▶ _REQUIREMENTS_: Rewrite all of the lines below, putting "note the location" in place of "record the position" and leaving everything else untouched. Don't include the pictures in your answer.

---*---

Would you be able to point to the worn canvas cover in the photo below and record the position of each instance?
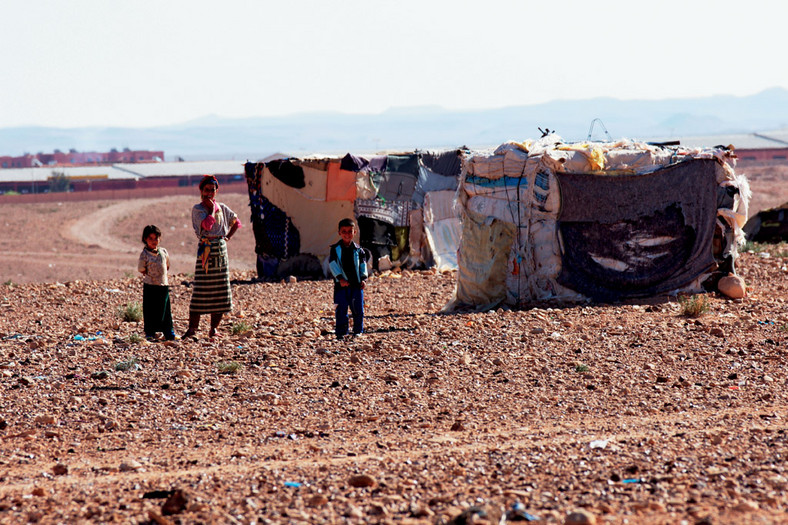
(637, 235)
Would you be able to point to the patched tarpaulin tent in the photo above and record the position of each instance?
(552, 222)
(403, 204)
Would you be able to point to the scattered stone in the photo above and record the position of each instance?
(746, 506)
(158, 518)
(45, 420)
(130, 466)
(361, 481)
(318, 500)
(176, 503)
(580, 517)
(733, 286)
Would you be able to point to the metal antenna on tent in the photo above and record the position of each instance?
(591, 129)
(545, 131)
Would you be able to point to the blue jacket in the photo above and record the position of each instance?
(359, 269)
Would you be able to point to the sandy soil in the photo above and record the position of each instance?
(102, 239)
(586, 414)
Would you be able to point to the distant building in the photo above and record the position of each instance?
(768, 147)
(77, 158)
(120, 176)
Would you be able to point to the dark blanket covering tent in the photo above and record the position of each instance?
(553, 222)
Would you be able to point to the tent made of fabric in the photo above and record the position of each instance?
(594, 222)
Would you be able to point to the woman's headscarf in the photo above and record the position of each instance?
(209, 179)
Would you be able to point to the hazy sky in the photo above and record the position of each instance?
(142, 63)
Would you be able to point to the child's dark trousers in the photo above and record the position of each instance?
(353, 298)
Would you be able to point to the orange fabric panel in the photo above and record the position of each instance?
(341, 184)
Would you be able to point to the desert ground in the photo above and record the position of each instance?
(621, 413)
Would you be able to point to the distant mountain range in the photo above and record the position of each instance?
(429, 127)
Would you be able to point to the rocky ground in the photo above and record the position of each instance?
(629, 413)
(618, 413)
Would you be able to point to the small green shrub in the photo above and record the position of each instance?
(694, 306)
(129, 364)
(132, 312)
(240, 328)
(229, 367)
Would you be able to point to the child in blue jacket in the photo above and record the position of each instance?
(347, 262)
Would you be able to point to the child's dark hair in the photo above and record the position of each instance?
(150, 228)
(346, 222)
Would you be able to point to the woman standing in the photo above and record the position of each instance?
(214, 223)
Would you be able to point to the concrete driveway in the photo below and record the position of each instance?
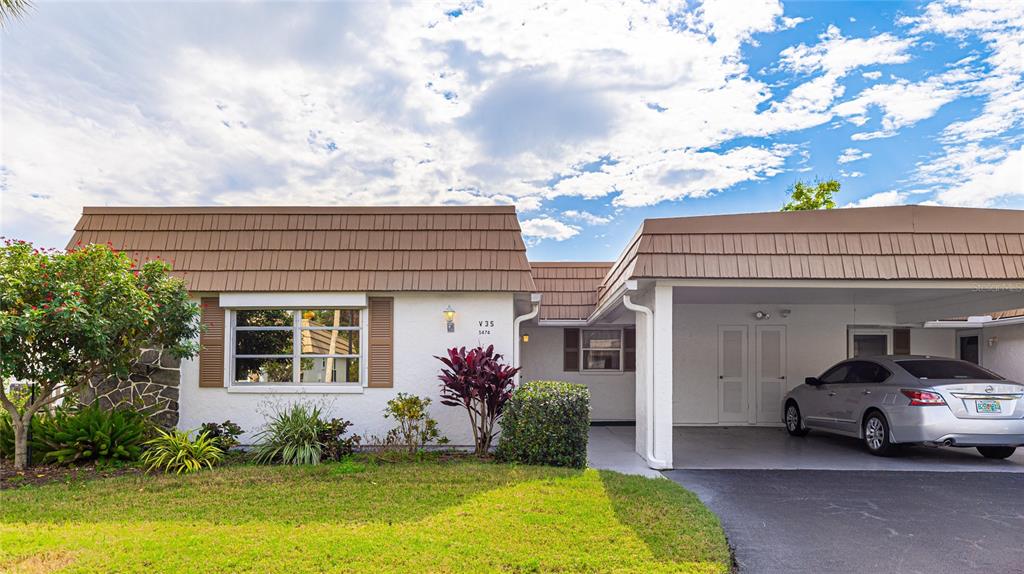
(901, 522)
(771, 447)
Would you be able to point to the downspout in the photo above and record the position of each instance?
(649, 376)
(536, 300)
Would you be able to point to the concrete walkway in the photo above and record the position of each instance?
(610, 448)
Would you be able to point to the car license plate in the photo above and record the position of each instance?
(987, 407)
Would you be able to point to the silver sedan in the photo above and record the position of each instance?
(892, 400)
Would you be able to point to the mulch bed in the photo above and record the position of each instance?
(43, 474)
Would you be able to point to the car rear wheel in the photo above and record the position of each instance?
(794, 424)
(996, 451)
(877, 437)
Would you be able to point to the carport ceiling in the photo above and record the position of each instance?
(811, 296)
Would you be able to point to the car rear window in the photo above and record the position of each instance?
(946, 369)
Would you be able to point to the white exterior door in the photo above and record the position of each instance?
(732, 373)
(770, 384)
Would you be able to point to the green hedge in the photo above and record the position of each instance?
(546, 423)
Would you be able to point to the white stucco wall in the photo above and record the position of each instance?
(419, 335)
(612, 395)
(1006, 356)
(935, 342)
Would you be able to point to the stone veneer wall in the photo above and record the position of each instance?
(152, 387)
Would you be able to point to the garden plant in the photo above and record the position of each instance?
(67, 317)
(481, 383)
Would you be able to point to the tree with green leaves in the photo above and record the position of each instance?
(67, 317)
(806, 196)
(11, 9)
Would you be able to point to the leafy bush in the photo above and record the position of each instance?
(224, 435)
(292, 436)
(478, 381)
(91, 433)
(416, 428)
(176, 452)
(332, 436)
(546, 423)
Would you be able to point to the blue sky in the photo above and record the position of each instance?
(588, 117)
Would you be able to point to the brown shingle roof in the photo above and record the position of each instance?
(568, 290)
(314, 249)
(896, 243)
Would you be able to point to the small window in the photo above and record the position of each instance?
(938, 369)
(297, 346)
(570, 350)
(602, 349)
(629, 349)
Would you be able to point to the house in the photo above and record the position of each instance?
(700, 320)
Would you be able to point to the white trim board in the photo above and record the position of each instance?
(293, 300)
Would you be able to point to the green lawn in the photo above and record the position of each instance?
(361, 517)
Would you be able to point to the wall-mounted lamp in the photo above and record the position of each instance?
(450, 318)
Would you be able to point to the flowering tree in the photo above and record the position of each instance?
(69, 316)
(478, 381)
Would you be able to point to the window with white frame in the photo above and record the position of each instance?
(297, 346)
(602, 349)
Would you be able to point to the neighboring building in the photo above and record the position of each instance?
(701, 320)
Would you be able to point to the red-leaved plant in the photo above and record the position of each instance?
(478, 381)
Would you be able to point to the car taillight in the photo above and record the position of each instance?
(923, 398)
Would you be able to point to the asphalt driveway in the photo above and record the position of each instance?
(851, 521)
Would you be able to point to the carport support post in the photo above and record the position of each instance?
(653, 414)
(663, 372)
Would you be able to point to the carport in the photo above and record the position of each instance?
(771, 448)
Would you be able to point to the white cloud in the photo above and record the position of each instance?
(852, 155)
(981, 162)
(986, 183)
(548, 228)
(838, 55)
(903, 103)
(509, 102)
(881, 200)
(586, 217)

---*---

▶ _COMPLETE ANSWER_:
Would you be able to point to the worn canvas cover in the photo below and note the location of each instance?
(637, 235)
Would you be able to point to the patched tarpaulin tent in the photo above and note the location of each instance?
(552, 222)
(403, 204)
Would you be able to point to the scattered stone in the photo above and note the location of each instance?
(746, 506)
(158, 518)
(45, 420)
(130, 466)
(361, 481)
(318, 500)
(176, 503)
(580, 517)
(733, 286)
Would you be able to point to the metal antenna on tent in the photo above and note the location of each instance?
(591, 129)
(545, 131)
Would you be able to point to the blue jacket in the photo above and note the location of each instance?
(359, 269)
Would you be able to point to the sandy soil in the photo above and note the location of each instance?
(102, 239)
(586, 414)
Would you be able to point to the distant building in the photo above and note the location of each instance?
(768, 147)
(77, 158)
(120, 176)
Would you be able to point to the dark blanket covering tent in the photo above and note the location of each instance?
(553, 222)
Would you be able to point to the tent made of fabric in the photo above and note the location of each instance?
(594, 222)
Would you be able to point to the woman's headscarf in the photo above and note the location of each instance?
(209, 179)
Would you be able to point to the hazy sky in the photo above and note the location of each instance?
(142, 63)
Would you be able to point to the child's dark trousers in the photo above and note the location of each instance?
(353, 298)
Would you be able to point to the orange fabric panel in the photo above and note the location of each instance?
(341, 184)
Would you be able to point to the desert ground in the photo above and note the location of each instance?
(621, 413)
Would you be able to point to the distant mountain range in the photo above and note the location of each instance?
(429, 127)
Would you be able to point to the rocky ground in the photo above and note the location of each instance?
(629, 413)
(618, 413)
Would you be able to point to the small green shrub in the photo above and note the location of each instance?
(694, 306)
(129, 364)
(132, 312)
(240, 328)
(229, 367)
Would you be able to point to the child in blue jacket in the photo above and note the location of each instance?
(347, 262)
Would you be able to point to the child's dark hair in the photo above and note the location of each instance?
(150, 228)
(346, 222)
Would you be able to point to the woman standing in the photo above and note the location of each instance?
(214, 223)
Would you be able to point to the concrete driveway in the photo below and note the location of each instance?
(901, 522)
(771, 447)
Would you be able to point to the downspout in the photo above and note the location of each instance?
(649, 376)
(536, 300)
Would you be able to point to the concrete walkway in the photo above and note the location of each instance?
(610, 448)
Would you be able to point to the car license plate in the photo above and note the location of each instance?
(987, 407)
Would you be able to point to the silver sedan in the photo above and note the location of each instance?
(892, 400)
Would you be able to point to the mulch bed in the photo above and note the location of each instance?
(43, 474)
Would you be able to point to the car rear wheel in the photo above and note the location of each instance?
(794, 424)
(996, 451)
(877, 437)
Would you be able to point to the carport ceiling in the photo above and note the location of each instance?
(811, 296)
Would you be able to point to the car rear window in the photo above and note the location of each instance?
(946, 369)
Would you be able to point to the white exterior door in the photo above and note the location of each instance?
(732, 373)
(770, 384)
Would you be able to point to the green hedge in the photo above and note the location of each instance?
(546, 423)
Would you be able to point to the white stucco wall in the photo above and note the location of each instance?
(419, 335)
(612, 395)
(1006, 356)
(935, 342)
Would you be able to point to the stone veneer wall in the photo above and note the location of each instance?
(152, 387)
Would you be able to point to the garden plant in the photo above and note the location of each instance?
(67, 317)
(481, 383)
Would you be able to point to the tree with green leaves in the photo above and note the location of each instance?
(67, 317)
(806, 196)
(11, 9)
Would you be able to point to the leafy bush in the photo above and note the location of each instance?
(224, 435)
(292, 436)
(478, 381)
(91, 433)
(416, 428)
(176, 452)
(332, 436)
(546, 423)
Would you be able to point to the blue sky in the photo above and note the location of each instance?
(588, 117)
Would you be able to point to the brown shingle roof in the photo above and note the location of each instance?
(568, 290)
(314, 249)
(896, 243)
Would you be able to point to the small window in the photo above and note the location of each instance?
(938, 369)
(297, 346)
(570, 350)
(602, 349)
(629, 349)
Would you be able to point to the house in the photo above and note the location of each instance?
(700, 320)
Would you be able to point to the white trim board in the photo above and note the location of each instance?
(293, 300)
Would you be able to point to the green lawn in the photo above and note the location of each instance?
(361, 517)
Would you be able to point to the wall-mounted lamp in the photo above and note the location of each instance?
(450, 318)
Would you be able to point to the flowering tree in the photo above and note the location of each instance?
(69, 316)
(478, 381)
Would you be able to point to the window with white frame in the photo above and note the location of each instance?
(297, 346)
(602, 349)
Would you be able to point to the neighboring building in the photo above and note the location of each instance?
(701, 320)
Would you be able to point to the red-leaved plant in the photo above and note the location of each instance?
(478, 381)
Would you be able to point to the car taillight in the photo above and note the location of each instance?
(923, 398)
Would you be able to point to the asphalt driveway in the photo above and note the location of each instance?
(851, 521)
Would you be able to point to the carport support post in the photo above and note the location of each instance?
(653, 414)
(663, 372)
Would you be able to point to the carport in the photo above and note the location of each instance?
(771, 448)
Would you be able to point to the white cloud in the photo above and note the location of each instance?
(852, 155)
(981, 162)
(986, 183)
(548, 228)
(838, 55)
(903, 103)
(509, 102)
(881, 200)
(586, 217)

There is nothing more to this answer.